- [ARTICLE]
══════

The Long Hard Road to Experience



ggThere are three methods to gaining wisdom. The first is reflection, which is the highest. The second is limitation, which is the easiest. The third is experience, which is the bitterest. ~Confucius

My first year in Vegas for BCA Nationals was 2007. This was also Kiss of Death’s first year together. Having no idea what to expect out there as an individual, as a team, or as the captain of a team, we still had rather high expectations for success. Coming from the NY pool scene is a huge advantage over many other areas of the US as tough competitors, exposure to high levels of play & players as well as tournament availability are all at our bridged finger tips any given day of the week. (I’m lucky, I know.) We knew we were quality players & had veterans of the event affirm we had a good chance to win, despite our rookie status in the event!

Guess what? We lost our first match. ~LOL~ All those NY pool scene advantages I just listed meant diddly. Call it scared, nervous, unsure, over confident, unprepared, whatever, that first match smacked us a humble pie right in the face. Now, the goal was to NOT go two and out.

THEN all the graces I sung about the NY pool scene; THEN they kicked in. We won the next like 7 or 8 matches in a row.  We were unstoppable.

Very late Friday night, we are playing against a really tough team that we maintained a dead even score with throughout the match. At hill/hill I find myself at the table, 2 stripes and the 8-ball in my sights and the weight of KOD’s continued run, their confidence in their captain, the NYC crowd’s full support, the other team’s dashing hopes and my nerves, ALL riding on my oh-so-virgin shoulders.

I sink the first ball! Hallelujah! Praise Jesus! One ball down and a tough backwards cut on the next to go before the 8-ball.

Team & crowd Cheer, Opposing Team & crowd Fear!

Backwards cut, slice & boom, I am one ball away from clinching the win for my team. I sing a little, “yes!” unconsciously do a mini arm pump (which I NEVER do) and focus on the 8-ball. A long 8-ball that’s nearly hanging in the pocket (well, this is bar table 8-ball so nothing is really long, but after 12 straight hours of the most nerve-wracking pool ever, in a hill/hill situation with my team’s ever pleading eyes piercing my fundamentals  — it’s a mile away!)

My only concern is hitting it too hard and having it come off the short rail & scratch in the side pocket, a shot I was bruised by earlier that day. So I hit it soft. I have Tony & Mika directly in front of my shot so my “straight follow through” reminder was in full effect. I shoot, I stroke, it’s heading toward the 8-ball in a dead straight line to make it….. going going …. Going … eh … what? Wait, it can’t be …. No! Please God NO! 


A distant voice creeps into my head, “never slow roll the ball!”

Like a nightmare, the ball turned from a cue ball, to a bowling ball that I watched curve, curve, and curve, till it hit the 8-ball dead square.

══════

- [DATA EXCERPTS]
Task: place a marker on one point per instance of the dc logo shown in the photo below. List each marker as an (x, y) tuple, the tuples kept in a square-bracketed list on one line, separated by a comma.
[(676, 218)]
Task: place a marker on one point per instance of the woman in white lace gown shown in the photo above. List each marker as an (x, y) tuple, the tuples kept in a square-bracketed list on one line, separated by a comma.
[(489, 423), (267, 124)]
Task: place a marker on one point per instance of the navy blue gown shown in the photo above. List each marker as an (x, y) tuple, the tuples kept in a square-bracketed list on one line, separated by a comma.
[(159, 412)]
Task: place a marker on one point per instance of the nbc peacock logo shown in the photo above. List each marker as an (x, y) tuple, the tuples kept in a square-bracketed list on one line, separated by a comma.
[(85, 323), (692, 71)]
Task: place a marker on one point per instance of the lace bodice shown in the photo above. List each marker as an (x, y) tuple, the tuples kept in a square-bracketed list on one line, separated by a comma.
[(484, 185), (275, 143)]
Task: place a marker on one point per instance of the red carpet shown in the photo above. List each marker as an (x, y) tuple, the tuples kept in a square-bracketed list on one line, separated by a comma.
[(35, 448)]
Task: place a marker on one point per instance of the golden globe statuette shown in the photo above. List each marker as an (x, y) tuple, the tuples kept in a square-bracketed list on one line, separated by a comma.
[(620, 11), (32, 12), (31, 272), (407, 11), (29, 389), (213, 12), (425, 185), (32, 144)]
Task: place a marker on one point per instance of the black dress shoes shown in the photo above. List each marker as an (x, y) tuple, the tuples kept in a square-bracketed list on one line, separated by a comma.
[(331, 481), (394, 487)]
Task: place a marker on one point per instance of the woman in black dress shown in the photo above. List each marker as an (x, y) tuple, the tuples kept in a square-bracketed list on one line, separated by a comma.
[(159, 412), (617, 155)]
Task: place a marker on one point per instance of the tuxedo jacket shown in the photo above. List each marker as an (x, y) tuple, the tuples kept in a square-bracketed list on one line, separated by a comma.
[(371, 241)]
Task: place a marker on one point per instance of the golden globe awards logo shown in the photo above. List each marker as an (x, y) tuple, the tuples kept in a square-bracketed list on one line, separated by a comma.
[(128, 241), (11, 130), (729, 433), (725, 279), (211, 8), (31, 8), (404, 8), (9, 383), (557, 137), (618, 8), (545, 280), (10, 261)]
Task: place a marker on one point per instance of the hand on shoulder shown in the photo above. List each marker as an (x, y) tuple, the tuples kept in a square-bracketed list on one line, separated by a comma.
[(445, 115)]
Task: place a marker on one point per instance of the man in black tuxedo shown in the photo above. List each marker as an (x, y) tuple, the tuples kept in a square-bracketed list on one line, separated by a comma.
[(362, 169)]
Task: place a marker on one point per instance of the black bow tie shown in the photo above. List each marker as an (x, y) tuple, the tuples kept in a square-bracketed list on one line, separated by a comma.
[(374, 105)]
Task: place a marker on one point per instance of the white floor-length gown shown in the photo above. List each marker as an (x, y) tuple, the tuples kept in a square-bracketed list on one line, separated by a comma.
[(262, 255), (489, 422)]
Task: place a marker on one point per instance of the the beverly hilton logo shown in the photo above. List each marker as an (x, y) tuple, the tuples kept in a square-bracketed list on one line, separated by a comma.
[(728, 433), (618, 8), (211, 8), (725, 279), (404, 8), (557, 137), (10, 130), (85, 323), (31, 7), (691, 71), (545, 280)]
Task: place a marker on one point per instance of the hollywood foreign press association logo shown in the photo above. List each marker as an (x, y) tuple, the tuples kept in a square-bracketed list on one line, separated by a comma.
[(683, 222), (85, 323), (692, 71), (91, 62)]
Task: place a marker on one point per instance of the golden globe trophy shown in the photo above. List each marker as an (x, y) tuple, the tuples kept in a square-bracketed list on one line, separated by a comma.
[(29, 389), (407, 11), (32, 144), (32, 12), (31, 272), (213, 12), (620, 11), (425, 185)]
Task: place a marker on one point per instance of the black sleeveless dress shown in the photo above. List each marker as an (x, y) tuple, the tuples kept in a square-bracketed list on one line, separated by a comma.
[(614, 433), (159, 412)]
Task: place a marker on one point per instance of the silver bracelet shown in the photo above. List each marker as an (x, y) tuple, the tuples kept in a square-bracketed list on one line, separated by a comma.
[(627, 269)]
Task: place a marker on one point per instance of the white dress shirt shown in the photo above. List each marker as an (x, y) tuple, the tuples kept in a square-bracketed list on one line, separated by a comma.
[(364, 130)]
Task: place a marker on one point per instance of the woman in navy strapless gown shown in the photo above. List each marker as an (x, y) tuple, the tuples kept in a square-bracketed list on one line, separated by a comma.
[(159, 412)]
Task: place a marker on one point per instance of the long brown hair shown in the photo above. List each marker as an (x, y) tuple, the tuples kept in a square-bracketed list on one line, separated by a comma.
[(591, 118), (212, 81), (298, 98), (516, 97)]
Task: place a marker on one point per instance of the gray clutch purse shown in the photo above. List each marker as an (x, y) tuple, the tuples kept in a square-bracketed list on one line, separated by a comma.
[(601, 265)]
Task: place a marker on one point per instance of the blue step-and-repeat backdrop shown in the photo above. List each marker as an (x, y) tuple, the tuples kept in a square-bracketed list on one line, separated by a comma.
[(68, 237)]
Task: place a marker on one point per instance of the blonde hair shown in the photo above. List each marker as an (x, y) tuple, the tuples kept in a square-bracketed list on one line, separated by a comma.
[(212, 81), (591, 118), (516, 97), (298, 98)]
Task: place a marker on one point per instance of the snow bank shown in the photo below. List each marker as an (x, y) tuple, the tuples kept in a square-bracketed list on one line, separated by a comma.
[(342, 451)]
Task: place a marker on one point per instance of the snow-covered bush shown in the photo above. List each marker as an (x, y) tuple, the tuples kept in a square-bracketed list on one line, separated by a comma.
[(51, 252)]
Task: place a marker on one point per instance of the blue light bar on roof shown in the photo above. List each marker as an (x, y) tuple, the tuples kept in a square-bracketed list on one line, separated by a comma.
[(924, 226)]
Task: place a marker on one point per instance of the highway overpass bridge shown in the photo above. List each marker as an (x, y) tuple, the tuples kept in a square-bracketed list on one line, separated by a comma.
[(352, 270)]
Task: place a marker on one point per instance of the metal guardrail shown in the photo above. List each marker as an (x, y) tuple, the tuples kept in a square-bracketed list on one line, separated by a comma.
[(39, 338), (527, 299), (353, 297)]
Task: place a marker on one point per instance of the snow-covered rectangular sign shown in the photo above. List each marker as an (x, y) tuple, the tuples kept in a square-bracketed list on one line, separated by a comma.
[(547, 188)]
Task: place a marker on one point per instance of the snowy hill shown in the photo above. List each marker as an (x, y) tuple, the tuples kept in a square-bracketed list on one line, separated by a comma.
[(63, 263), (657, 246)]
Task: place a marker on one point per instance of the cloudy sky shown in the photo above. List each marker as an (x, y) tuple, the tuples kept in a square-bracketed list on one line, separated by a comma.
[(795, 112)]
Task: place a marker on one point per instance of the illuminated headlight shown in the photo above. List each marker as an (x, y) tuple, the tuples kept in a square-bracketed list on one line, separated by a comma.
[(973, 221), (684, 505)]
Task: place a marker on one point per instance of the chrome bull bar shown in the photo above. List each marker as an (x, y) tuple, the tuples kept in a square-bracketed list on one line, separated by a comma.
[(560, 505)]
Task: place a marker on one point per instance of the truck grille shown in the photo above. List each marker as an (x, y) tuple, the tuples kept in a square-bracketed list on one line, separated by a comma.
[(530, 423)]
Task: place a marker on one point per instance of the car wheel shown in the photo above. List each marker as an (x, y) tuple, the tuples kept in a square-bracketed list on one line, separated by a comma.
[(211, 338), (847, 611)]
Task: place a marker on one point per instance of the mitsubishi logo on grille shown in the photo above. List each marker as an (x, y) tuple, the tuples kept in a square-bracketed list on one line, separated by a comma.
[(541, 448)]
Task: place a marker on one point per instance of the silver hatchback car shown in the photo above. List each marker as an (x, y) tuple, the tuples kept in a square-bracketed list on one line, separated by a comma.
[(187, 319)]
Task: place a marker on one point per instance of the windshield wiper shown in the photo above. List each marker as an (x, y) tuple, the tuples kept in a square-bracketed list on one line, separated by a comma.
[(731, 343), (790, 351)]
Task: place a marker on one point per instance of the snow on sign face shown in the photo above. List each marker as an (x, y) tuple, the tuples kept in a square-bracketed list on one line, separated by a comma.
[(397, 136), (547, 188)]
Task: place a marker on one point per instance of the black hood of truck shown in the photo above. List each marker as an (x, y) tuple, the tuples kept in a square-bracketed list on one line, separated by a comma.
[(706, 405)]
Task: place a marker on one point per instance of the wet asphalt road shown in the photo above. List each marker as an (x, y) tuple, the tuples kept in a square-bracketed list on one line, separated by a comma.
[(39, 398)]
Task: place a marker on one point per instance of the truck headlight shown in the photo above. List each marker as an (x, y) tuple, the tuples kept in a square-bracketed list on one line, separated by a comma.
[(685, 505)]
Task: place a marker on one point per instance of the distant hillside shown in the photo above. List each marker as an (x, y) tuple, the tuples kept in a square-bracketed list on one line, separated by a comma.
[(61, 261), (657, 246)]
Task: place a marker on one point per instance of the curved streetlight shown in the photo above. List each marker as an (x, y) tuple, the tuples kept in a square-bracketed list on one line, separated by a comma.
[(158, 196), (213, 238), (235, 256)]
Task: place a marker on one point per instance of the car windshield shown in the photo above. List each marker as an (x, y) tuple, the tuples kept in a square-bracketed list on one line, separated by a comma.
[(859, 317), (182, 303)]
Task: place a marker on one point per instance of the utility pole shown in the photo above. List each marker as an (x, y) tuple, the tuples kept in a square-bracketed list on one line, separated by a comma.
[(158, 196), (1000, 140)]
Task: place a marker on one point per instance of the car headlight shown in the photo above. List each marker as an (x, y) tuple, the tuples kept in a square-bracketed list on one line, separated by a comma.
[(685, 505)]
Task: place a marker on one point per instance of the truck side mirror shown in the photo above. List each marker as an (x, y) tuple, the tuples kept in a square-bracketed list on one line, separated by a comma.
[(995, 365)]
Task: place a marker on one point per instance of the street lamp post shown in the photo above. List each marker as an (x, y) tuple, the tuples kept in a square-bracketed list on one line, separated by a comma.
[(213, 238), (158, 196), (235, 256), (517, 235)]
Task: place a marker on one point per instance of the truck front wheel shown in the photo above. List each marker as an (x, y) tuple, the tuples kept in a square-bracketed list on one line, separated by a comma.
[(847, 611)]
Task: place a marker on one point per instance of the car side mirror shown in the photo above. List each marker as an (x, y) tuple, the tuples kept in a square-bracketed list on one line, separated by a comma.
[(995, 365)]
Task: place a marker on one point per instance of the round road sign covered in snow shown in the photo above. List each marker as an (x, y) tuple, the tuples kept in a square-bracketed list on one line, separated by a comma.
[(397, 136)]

══════

- [EXERCISE PROMPT]
In the article about BCA Nationals, what year was the writer's first year in Vegas for the event? Answer using only the text, not the records.

- [WRITTEN RESPONSE]
2007